▶ Work order:
Give back exactly the lines from the one containing "Agricultural drone survey: scan the aerial photo for adidas" through the end of the records, including both, and no others.

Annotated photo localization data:
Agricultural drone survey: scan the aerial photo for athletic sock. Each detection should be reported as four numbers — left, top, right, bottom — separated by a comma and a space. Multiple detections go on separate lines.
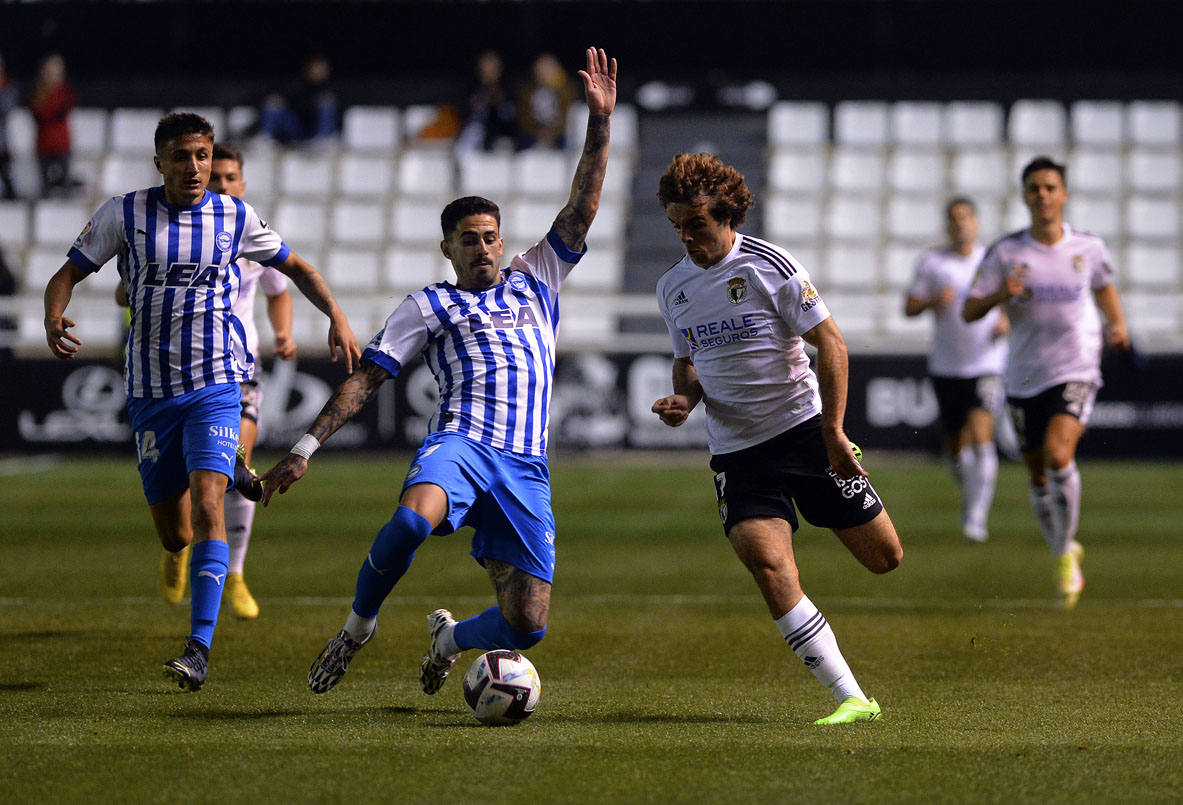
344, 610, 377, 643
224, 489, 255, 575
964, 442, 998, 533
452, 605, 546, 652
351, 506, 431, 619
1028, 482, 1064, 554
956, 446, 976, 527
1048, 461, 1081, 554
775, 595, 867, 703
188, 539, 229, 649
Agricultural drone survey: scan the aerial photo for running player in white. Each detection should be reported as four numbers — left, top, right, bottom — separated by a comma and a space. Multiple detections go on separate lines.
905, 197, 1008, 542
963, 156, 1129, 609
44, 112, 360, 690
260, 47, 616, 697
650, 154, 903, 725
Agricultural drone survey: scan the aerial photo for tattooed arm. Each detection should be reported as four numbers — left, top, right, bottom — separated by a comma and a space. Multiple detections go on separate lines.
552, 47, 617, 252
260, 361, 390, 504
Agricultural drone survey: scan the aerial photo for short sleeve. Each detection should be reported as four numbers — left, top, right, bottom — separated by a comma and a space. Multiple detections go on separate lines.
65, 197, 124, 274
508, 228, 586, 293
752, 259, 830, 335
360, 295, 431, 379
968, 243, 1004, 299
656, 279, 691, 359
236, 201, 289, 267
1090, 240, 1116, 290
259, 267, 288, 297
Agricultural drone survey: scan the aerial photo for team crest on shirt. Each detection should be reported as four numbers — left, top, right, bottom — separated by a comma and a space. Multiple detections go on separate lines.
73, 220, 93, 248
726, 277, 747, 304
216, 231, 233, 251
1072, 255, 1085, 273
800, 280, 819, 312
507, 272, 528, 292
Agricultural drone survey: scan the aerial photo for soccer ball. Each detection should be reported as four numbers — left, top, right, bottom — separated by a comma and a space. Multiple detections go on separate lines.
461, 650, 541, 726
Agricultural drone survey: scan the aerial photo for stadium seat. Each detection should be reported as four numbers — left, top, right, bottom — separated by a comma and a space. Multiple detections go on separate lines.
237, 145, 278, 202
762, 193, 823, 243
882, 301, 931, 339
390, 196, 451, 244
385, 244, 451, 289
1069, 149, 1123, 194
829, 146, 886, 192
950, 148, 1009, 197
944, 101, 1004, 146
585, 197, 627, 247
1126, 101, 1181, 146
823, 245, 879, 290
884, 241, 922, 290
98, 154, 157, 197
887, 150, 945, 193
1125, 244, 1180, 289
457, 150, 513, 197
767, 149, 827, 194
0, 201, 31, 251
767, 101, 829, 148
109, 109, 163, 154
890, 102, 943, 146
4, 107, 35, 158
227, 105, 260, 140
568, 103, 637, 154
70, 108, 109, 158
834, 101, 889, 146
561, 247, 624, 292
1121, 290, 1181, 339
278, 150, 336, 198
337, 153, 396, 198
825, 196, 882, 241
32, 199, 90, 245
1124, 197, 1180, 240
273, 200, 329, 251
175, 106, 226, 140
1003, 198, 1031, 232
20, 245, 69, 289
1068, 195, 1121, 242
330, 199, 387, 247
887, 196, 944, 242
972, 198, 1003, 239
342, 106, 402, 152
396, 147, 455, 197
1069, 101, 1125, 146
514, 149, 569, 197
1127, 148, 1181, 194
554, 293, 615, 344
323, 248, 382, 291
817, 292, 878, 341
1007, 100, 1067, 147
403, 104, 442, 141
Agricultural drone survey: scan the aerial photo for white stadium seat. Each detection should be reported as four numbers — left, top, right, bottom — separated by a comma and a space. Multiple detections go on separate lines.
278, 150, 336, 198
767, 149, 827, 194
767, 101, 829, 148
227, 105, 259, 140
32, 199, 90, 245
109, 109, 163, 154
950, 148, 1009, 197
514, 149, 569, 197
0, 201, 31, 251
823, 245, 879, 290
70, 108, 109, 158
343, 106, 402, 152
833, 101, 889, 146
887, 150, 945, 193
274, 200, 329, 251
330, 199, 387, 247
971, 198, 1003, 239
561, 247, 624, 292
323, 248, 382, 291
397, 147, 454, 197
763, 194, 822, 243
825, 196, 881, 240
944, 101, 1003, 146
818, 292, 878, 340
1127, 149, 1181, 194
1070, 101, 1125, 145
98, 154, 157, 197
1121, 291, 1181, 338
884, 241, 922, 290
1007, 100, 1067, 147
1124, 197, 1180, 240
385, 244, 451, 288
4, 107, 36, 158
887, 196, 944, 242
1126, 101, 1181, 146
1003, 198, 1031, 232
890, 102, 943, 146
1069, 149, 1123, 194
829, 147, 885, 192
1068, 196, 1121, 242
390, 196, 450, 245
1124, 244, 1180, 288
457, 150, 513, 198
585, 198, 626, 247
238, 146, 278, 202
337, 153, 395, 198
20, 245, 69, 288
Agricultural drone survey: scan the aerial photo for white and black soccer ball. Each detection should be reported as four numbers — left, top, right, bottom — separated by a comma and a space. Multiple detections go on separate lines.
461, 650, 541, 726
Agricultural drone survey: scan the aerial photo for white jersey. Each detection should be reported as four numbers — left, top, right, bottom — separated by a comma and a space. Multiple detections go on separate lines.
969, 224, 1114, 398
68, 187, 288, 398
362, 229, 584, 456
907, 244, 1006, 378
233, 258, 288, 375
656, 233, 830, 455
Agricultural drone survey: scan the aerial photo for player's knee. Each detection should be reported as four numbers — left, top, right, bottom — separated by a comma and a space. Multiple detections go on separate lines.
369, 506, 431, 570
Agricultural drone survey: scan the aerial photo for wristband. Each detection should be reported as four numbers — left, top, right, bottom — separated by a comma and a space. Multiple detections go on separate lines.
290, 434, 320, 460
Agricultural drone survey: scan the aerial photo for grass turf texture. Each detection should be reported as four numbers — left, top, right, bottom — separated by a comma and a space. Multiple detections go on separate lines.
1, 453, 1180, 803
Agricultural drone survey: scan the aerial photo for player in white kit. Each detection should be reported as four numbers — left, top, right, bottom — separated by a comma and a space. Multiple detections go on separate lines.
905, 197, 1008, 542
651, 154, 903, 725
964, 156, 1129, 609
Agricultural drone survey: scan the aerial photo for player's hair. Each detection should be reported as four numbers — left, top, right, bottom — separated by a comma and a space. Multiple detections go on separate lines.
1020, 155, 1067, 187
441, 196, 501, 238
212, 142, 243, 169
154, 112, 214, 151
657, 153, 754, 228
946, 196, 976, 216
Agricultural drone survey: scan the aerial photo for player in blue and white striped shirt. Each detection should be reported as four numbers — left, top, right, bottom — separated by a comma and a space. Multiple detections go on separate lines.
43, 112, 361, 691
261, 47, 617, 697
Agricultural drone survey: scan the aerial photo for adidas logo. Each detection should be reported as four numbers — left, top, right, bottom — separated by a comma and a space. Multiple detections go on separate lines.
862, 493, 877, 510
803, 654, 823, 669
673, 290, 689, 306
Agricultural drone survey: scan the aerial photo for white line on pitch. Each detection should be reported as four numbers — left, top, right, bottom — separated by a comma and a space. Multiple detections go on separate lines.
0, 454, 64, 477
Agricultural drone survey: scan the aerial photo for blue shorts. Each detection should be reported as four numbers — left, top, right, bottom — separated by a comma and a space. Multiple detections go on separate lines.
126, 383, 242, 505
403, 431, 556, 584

▶ Exercise output:
Agricultural drone survey: scan the aerial photo for adidas logo. Each detection should be reported as four numbers — left, top, right, bottom — separated by a comma and a space. Multiple detections go on separate lines.
862, 493, 877, 510
803, 654, 823, 669
673, 290, 689, 306
Agricultural drone survey: scan the aerial photo for white line on pitch. Each detection should be reported as four numbers — left, top, right, bottom — separated by a comma and a space. Multiple detections go on separate lines.
0, 454, 64, 477
Agricultural drone survey: scan the aerial photo for blue shorts. Each detection should be reported as four numbers — left, top, right, bottom — separated by a comma and a space. Multiple detections go on separate lines.
126, 383, 242, 505
403, 431, 556, 584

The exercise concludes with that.